Transcribe word for word the passage of the text on exercise during breast cancer recovery below, from "As a breast" up to and including "in this illustration.".

PAGE TEXT –
┏━━

First-hand recovery experience
A breast cancer survivor herself, Carolyn Kaelin, MD, MPH, FACS, knows the importance of exercise to recovery. Along with Reebok, she developed an educational exercise DVD to aid other women going through and recuperating from cancer treatment and surgery.

As a breast cancer patient undergoing treatment, a woman may experience the undesirable shift in body mass index from muscle to fat weight— called sarcopenia. The average 40-year-old American woman gains fat and loses muscle as she ages. A breast cancer patient undergoing chemotherapy may gain a decade's worth of fat in one year, as shown in this illustration.
(Illustration reproduced from Reebok's Cancer Survivor's Guide to Fitness DVD)
"The vast majority of breast cancer patients survive their diagnosis and live their full life expectancy," says Dr. Kaelin, a breast surgeon and director of the Comprehensive Breast Health Center at Brigham and Women's Hospital and on the faculty at DFCI. "However, weight gain may shorten a woman's life or increase her chance of a cancer relapse. Even if a woman's weight stays the same as before therapy, as a cancer patient undergoing treatment, she may experience the undesirable shift in body mass index from muscle to fat weight (the medical term is sarcopenia). These factors make exercise critical."

┗━━

EXTRACTED MATERIAL –
┏━━

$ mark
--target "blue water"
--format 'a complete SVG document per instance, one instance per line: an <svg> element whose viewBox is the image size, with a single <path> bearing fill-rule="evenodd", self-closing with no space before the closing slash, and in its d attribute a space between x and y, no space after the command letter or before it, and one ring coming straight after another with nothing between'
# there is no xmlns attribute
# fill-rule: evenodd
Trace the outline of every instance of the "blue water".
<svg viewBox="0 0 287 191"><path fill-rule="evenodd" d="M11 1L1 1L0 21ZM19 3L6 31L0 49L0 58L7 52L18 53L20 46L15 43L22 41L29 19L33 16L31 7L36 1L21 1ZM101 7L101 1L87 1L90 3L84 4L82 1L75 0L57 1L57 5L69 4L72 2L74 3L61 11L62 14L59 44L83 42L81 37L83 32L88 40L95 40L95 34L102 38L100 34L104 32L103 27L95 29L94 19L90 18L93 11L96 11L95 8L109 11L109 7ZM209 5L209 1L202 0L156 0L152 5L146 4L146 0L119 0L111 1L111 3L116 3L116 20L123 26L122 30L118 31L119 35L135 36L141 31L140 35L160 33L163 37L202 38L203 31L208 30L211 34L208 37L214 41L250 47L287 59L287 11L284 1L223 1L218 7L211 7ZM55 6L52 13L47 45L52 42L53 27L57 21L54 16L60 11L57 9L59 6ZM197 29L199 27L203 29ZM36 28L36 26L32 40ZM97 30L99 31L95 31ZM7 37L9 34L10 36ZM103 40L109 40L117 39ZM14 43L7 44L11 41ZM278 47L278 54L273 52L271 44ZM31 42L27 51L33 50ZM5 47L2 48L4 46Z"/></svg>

┗━━

EXPECTED ANSWER –
As a breast cancer patient undergoing treatment, a woman may experience the undesirable shift in body mass index from muscle to fat weight— called sarcopenia. The average 40-year-old American woman gains fat and loses muscle as she ages. A breast cancer patient undergoing chemotherapy may gain a decade's worth of fat in one year, as shown in this illustration.